● Records for processing
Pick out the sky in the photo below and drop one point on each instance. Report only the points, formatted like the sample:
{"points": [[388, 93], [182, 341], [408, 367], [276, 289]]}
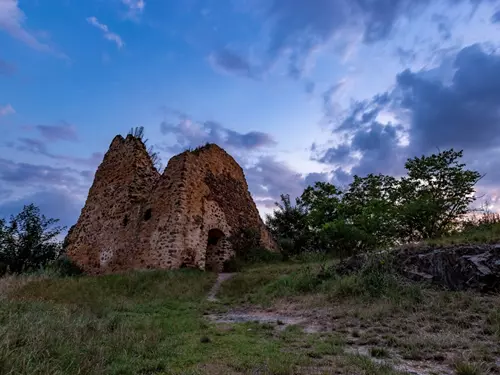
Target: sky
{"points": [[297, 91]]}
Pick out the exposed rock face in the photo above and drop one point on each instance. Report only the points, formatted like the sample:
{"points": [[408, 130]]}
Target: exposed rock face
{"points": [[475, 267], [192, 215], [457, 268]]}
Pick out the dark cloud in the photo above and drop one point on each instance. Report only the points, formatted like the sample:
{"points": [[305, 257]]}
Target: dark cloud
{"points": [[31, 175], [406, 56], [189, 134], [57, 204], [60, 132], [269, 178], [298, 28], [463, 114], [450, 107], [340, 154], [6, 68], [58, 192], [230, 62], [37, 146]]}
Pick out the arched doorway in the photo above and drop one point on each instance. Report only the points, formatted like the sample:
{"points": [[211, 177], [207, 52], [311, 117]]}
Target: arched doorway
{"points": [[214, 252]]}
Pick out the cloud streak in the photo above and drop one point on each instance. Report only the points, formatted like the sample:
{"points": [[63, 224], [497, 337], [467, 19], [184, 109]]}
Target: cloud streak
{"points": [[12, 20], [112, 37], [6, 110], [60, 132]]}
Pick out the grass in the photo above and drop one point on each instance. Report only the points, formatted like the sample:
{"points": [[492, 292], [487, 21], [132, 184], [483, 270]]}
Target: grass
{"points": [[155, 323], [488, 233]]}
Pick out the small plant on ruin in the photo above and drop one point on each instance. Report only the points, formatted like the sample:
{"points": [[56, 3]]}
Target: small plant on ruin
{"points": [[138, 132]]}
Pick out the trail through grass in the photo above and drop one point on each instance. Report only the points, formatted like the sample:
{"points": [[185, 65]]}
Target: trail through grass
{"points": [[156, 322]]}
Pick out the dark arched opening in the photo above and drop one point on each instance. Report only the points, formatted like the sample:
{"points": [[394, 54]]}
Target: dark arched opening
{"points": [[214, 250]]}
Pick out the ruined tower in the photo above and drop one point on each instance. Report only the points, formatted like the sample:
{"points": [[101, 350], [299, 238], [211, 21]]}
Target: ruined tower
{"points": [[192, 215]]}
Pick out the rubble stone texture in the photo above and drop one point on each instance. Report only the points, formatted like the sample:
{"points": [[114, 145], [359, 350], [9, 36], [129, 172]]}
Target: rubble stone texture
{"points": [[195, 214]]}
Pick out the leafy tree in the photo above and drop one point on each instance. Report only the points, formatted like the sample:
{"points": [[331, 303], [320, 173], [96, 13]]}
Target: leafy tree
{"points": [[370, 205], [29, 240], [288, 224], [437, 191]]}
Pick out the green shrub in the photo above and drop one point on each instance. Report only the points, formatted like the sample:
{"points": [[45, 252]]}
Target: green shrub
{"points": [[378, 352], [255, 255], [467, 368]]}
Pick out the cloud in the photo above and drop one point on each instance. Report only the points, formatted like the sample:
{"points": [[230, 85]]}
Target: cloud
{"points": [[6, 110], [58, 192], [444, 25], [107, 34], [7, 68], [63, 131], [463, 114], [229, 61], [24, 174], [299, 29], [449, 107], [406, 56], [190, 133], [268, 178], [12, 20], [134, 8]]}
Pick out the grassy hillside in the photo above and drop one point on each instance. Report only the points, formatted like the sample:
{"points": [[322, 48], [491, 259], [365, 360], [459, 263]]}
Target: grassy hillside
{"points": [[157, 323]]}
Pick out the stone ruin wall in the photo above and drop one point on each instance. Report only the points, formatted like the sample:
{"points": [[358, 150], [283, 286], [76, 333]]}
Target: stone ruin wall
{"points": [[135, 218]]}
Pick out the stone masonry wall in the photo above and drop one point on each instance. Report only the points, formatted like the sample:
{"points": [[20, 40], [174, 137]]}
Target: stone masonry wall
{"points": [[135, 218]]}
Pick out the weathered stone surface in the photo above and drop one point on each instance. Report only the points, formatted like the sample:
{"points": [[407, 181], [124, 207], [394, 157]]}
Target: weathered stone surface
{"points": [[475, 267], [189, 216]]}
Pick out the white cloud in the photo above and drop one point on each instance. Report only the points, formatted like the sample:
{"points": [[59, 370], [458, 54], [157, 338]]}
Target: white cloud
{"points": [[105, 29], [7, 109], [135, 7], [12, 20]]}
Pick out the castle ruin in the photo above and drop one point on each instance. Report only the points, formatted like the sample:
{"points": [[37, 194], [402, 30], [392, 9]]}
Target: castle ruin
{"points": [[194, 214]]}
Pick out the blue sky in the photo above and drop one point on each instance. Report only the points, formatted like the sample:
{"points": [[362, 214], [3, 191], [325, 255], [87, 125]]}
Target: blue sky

● The task
Output the line that contains "Pick out the stone ruin", followed by every later line in the listing, with no line omitted and none added.

● Final result
Pick out the stone ruin wall in the photo above and drop one point on each instance. Report only the points, formatted like the sample:
{"points": [[358, 150], [283, 286], [76, 333]]}
Target: stone ruin wall
{"points": [[135, 218]]}
Pick out the stone masonry wall in the photo above and drop one point on each instance. Report only the points, formatted like the sample:
{"points": [[20, 40], [174, 137]]}
Target: stone masonry wall
{"points": [[135, 218]]}
Pick out the weathered stone surface in the photo above and drop one point on each instance. Report only the points, formatted like the sample:
{"points": [[407, 181], [124, 207], [394, 157]]}
Target: weathered stone surface
{"points": [[475, 267], [189, 216]]}
Pick out the white cloud in the photo above and drop one point on each instance. Report only the points, formatted like the sample:
{"points": [[59, 370], [458, 54], [157, 338]]}
Target: white cloud
{"points": [[105, 29], [7, 109], [135, 7], [12, 20]]}
Pick out the castle ruin in the photo above and drop one point on each instance. Report only the points, formatted like the sample:
{"points": [[37, 194], [402, 30], [392, 9]]}
Target: castle ruin
{"points": [[194, 214]]}
Pick out the blue sky in the photo above and drop one point on each instance. Report only the points, formatted like the sample:
{"points": [[362, 214], [3, 191], [325, 255], [87, 125]]}
Target: blue sky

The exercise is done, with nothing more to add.